» **Records for processing**
··········

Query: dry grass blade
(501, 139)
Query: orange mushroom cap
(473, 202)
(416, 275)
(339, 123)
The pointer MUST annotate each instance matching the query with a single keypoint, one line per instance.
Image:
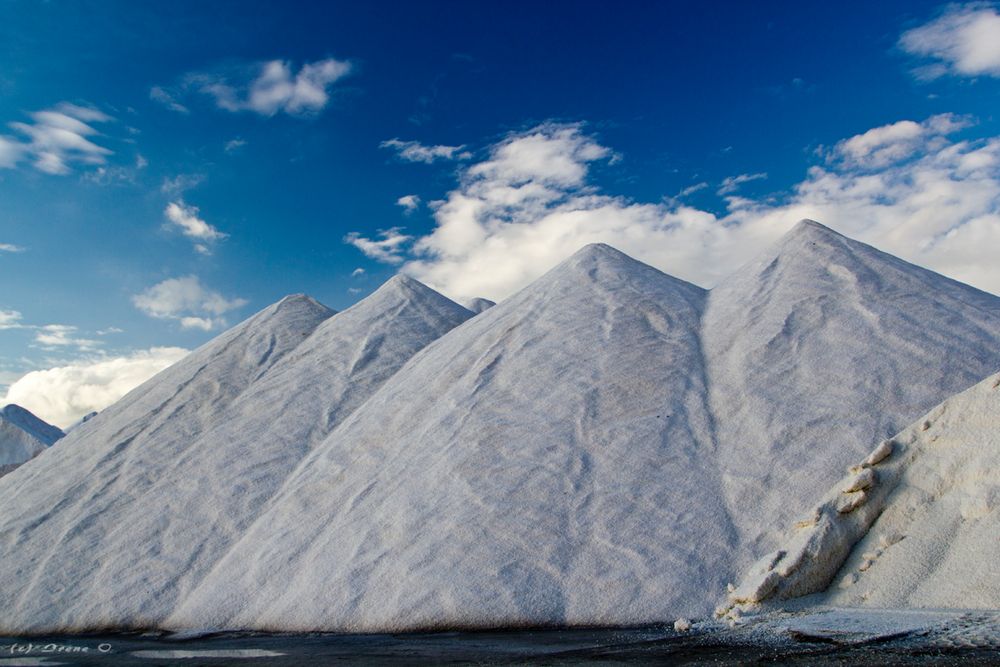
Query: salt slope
(819, 347)
(936, 542)
(543, 463)
(23, 435)
(66, 513)
(914, 524)
(213, 486)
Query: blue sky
(166, 169)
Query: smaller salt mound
(23, 436)
(915, 524)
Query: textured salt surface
(604, 446)
(609, 446)
(23, 436)
(146, 499)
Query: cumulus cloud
(185, 218)
(881, 146)
(917, 193)
(733, 183)
(188, 302)
(273, 87)
(387, 248)
(64, 394)
(414, 151)
(56, 139)
(10, 319)
(409, 203)
(965, 41)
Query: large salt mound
(575, 455)
(138, 519)
(820, 346)
(914, 524)
(23, 436)
(543, 463)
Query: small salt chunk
(863, 480)
(880, 453)
(849, 502)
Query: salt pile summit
(610, 445)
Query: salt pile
(610, 445)
(23, 436)
(913, 525)
(603, 447)
(154, 489)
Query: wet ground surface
(956, 639)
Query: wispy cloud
(273, 87)
(186, 218)
(167, 99)
(56, 139)
(912, 191)
(188, 302)
(733, 183)
(387, 248)
(964, 41)
(414, 151)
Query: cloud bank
(908, 188)
(64, 394)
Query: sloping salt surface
(66, 517)
(20, 437)
(29, 423)
(543, 463)
(937, 542)
(820, 347)
(197, 497)
(914, 524)
(479, 304)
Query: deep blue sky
(683, 92)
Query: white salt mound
(147, 499)
(608, 446)
(924, 535)
(23, 436)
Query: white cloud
(63, 335)
(234, 145)
(274, 87)
(187, 301)
(409, 203)
(181, 183)
(161, 95)
(56, 139)
(882, 146)
(185, 218)
(965, 41)
(733, 183)
(64, 394)
(414, 151)
(10, 319)
(386, 249)
(531, 204)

··········

Reproduce all of the items above verbatim, leaving out the picture.

Query: dry grass blade
(501, 139)
Query: orange mushroom cap
(473, 202)
(416, 275)
(339, 123)
The pointer MUST annotate each instance matching the query with a single keypoint, one line per instance.
Image:
Query: salt slope
(819, 347)
(936, 542)
(543, 463)
(23, 435)
(66, 513)
(914, 524)
(213, 486)
Query: blue sky
(166, 169)
Query: smaller salt mound
(23, 436)
(915, 524)
Query: textured salt surface
(604, 446)
(609, 446)
(23, 436)
(146, 499)
Query: cumulus cloud
(185, 218)
(881, 146)
(917, 193)
(733, 183)
(188, 302)
(273, 87)
(387, 248)
(64, 394)
(414, 151)
(56, 139)
(10, 319)
(409, 203)
(965, 41)
Query: large salt mound
(575, 455)
(138, 519)
(820, 346)
(914, 524)
(23, 436)
(543, 463)
Query: small salt chunk
(863, 480)
(880, 453)
(849, 502)
Query: salt pile summit
(610, 445)
Query: salt pile
(610, 445)
(23, 436)
(913, 525)
(603, 447)
(154, 489)
Query: wet ground surface
(956, 639)
Query: wispy cloud
(273, 87)
(186, 218)
(167, 99)
(56, 139)
(912, 191)
(188, 302)
(733, 183)
(387, 248)
(964, 41)
(414, 151)
Query: cloud bank
(908, 188)
(64, 394)
Query: sloping salt surface
(66, 517)
(20, 437)
(29, 423)
(543, 463)
(937, 542)
(820, 347)
(197, 497)
(914, 524)
(479, 304)
Query: deep blue sky
(683, 92)
Query: white salt mound
(147, 499)
(608, 446)
(924, 535)
(23, 436)
Query: white cloud
(63, 335)
(234, 145)
(274, 87)
(187, 301)
(409, 203)
(181, 183)
(161, 95)
(56, 139)
(882, 146)
(185, 218)
(965, 41)
(733, 183)
(64, 394)
(414, 151)
(10, 319)
(386, 249)
(531, 204)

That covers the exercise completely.